SCHRIFTELIJKE OPDRACHT
Beantwoord met behulp van het fragment over de uitspraak van de Haagse rechtbank de volgende vragen.
(a) Welk zaaknummer heeft deze zaak?
(b) Waar bevond de verdachte zich op het moment van de poging?
(c) Welke straf eiste de officier van justitie?

GESELECTEERD FRAGMENT

..........

ECLI:NL:RBDHA:2025:11747

Rechtbank Den Haag

Datum uitspraak
4 juli 2025
Publicatiedatum
4 juli 2025
Zaaknummer
09-400517-24
Instantie
Rechtbank Den Haag
Type
Uitspraak
Rechtsgebied
Strafrecht
Procedures
  • Op tegenspraak
Vindplaatsen
  • Rechtspraak.nl
AI samenvatting door LexboostAutomatisch gegenereerd

Vrijspraak voor minderjarige verdachte in poging tot ontploffing door gebrek aan bewijs van medeplegen

Op 4 juli 2025 heeft de Rechtbank Den Haag uitspraak gedaan in een strafzaak tegen een minderjarige verdachte, geboren in 2007, die werd beschuldigd van het medeplegen van een poging tot het teweegbrengen van een ontploffing. De zaak werd behandeld op de besloten zittingen van 16 en 20 juni 2025. De officier van justitie, mr. E.J. Huisman, eiste een jeugddetentie van 150 dagen, terwijl de verdediging, vertegenwoordigd door mr. S. Wortel, pleitte voor een geheel voorwaardelijke straf. De rechtbank concludeerde dat de verdachte niet betrokken was bij de feitelijke uitvoering van het delict, aangezien hij op het moment van de poging op Curaçao was. De rechtbank oordeelde dat de rol van de verdachte als tussenpersoon niet voldoende was om te spreken van medeplegen, en sprak hem vrij van de tenlastelegging. De vorderingen van de benadeelde partijen werden niet-ontvankelijk verklaard, aangezien de verdachte werd vrijgesproken van het feit waarop de vorderingen betrekking hadden. De rechtbank heeft de kosten van de verdediging van de verdachte tot op heden begroot op nihil.

..........

VASTGELEGDE GEGEVENS
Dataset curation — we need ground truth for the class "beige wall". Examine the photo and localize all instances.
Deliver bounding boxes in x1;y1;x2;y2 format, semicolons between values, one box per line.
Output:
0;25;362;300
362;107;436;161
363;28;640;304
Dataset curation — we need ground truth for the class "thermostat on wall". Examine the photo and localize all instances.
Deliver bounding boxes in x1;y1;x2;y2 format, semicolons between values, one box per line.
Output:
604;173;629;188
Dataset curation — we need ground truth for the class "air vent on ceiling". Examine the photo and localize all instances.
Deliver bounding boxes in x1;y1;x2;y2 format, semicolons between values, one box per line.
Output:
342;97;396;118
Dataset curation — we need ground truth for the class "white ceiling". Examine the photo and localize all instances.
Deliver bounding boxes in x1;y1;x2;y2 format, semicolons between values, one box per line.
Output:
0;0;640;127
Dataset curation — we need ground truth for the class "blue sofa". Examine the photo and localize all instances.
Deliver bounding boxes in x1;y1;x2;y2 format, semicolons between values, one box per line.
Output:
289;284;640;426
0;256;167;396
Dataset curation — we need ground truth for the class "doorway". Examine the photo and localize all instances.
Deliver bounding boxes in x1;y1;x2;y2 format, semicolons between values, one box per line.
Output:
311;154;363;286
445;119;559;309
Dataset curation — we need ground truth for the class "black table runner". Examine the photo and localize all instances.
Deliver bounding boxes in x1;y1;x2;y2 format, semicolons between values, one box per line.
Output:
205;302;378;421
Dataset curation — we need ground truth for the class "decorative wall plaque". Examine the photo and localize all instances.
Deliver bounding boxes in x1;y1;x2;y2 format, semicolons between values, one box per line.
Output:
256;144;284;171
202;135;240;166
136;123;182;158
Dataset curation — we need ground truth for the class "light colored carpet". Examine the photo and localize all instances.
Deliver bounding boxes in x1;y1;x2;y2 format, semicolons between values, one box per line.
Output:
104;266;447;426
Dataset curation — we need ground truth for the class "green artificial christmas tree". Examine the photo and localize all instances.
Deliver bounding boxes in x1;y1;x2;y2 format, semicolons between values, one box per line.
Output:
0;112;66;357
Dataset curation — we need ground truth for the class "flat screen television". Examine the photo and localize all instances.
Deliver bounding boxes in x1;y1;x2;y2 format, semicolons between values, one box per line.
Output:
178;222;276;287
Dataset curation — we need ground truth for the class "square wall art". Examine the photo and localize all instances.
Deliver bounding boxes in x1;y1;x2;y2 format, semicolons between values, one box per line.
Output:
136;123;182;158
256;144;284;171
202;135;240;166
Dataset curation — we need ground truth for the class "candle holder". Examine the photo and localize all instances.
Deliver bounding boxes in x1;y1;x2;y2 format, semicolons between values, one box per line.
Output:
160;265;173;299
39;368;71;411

..........

RESULTAAT OEFENING
(a) 09-400517-24
(b) Op Curaçao.
(c) Een jeugddetentie van 150 dagen.